* [RECORDS FOR THIS TASK]
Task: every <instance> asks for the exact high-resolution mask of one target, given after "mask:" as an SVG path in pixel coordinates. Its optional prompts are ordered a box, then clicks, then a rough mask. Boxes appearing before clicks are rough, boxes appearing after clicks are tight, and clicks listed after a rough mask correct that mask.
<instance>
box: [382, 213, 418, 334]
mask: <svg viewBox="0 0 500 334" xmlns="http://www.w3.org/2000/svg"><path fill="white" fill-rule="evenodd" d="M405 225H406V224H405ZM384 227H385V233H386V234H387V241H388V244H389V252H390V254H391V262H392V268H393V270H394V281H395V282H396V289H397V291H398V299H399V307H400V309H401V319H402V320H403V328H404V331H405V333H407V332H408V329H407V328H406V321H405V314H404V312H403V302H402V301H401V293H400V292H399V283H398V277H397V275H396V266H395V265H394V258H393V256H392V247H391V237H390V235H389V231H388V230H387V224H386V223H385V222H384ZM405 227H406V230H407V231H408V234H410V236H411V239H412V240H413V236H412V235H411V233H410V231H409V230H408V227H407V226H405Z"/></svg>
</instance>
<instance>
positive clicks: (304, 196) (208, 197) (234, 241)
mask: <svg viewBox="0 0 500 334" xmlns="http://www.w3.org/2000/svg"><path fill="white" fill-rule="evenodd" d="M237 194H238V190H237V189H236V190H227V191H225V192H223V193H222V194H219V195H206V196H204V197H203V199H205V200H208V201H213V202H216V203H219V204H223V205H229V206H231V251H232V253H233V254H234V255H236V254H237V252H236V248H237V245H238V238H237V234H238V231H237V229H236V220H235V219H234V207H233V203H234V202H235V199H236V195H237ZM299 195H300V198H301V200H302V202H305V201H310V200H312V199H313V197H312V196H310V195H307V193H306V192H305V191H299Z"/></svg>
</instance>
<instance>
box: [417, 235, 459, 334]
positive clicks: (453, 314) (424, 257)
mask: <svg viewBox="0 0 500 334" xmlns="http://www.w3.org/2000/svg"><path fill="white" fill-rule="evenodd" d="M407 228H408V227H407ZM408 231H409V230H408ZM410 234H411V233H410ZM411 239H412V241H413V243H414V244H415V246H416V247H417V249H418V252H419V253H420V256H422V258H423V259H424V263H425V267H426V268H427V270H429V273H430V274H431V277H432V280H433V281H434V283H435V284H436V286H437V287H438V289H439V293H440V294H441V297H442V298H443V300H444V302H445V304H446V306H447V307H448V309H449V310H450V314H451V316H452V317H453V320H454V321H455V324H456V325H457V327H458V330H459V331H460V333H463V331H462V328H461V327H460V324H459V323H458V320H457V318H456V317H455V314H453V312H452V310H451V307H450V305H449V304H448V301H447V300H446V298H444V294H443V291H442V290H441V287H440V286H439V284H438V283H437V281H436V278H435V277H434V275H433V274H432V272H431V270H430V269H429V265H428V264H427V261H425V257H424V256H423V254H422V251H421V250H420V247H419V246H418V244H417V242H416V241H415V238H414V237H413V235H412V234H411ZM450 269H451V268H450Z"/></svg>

* [YOUR GOAL] Locate every line in the entries above that contains the string "positive" and copy each one. Case counts.

* [RESPONSE AREA]
positive clicks: (304, 196) (208, 197) (234, 241)
positive clicks: (453, 314) (424, 257)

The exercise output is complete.